# start of PAGE

# Digital coaxial audio splitter??



## Guest (Dec 19, 2008)

Here's my situation: I have an older Onyko A/V receiver with one digital coaxial input (the optical input is broken). I have 2 components with digital coaxial outputs (dvd player & directv receiver) that I would like to utilize. Is there such a thing as a simple, inexpensive "2 inputs to 1 output" adaptor, cord or switch that would work for me & still maintain the digital sound integrity? It seems to me that this would be quite easy but I can't seem to find such a product. I've seen many simple optical splitters but not coaxial. Thanks a lot.


----------



## tonyvdb (Sep 5, 2007)

I do believe that any A/V switch would work, you would just need an adapter to convert the 75ohm connector to RCA on the ends where it connects to the switcher.
I hope someone will confirm this as I am not 100% sure of this.


----------



## Guest (Dec 23, 2008)

Thanks for the reply. I just wanted to follow up...I bought a 2 dollar rca y-splitter at home depot (of all places) & everything is working great. My A/V receiver coax input is now split into 2 to receive my DirecTV receiver & DVD player. I just hit DVD or TV on the receiver's remote (each are set to Coax), depending on what I'm watching. The sound is awesome on each. Thanks again.


----------



## eugovector (Sep 4, 2006)

Yep, should have worked, and thanks to you playing the guinea pig, now we know it does for a fact. Enjoy your system.


----------

# end of PAGE

*WHAT TO DO*:
Reproduce the part of the coaxial splitter thread starting with "## Guest (Dec 23, 2008)" and going on through "each. Thanks again.".

# start of PROVIDED DATA

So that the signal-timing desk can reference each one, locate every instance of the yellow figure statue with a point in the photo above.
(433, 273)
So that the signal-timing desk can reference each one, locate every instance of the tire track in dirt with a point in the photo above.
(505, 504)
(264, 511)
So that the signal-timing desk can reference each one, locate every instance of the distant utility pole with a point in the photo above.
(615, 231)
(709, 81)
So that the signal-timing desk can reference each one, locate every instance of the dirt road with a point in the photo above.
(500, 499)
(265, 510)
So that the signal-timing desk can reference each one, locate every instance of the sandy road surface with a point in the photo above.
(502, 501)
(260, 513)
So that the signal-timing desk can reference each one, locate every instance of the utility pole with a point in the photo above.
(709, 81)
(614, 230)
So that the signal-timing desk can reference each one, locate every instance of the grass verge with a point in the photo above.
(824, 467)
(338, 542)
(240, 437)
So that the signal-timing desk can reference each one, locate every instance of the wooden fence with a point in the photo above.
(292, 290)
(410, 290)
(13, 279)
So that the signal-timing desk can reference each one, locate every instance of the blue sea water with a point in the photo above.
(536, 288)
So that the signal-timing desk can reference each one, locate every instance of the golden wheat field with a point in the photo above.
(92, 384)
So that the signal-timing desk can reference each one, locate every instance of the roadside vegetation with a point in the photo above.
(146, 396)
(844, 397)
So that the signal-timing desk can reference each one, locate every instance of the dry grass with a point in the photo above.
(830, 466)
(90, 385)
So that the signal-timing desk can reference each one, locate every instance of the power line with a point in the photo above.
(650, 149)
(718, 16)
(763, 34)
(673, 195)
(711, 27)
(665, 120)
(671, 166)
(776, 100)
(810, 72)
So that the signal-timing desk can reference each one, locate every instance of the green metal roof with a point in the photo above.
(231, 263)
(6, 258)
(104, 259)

# end of PROVIDED DATA

*TASK RESULT*:
## Guest (Dec 23, 2008)

Thanks for the reply. I just wanted to follow up...I bought a 2 dollar rca y-splitter at home depot (of all places) & everything is working great. My A/V receiver coax input is now split into 2 to receive my DirecTV receiver & DVD player. I just hit DVD or TV on the receiver's remote (each are set to Coax), depending on what I'm watching. The sound is awesome on each. Thanks again.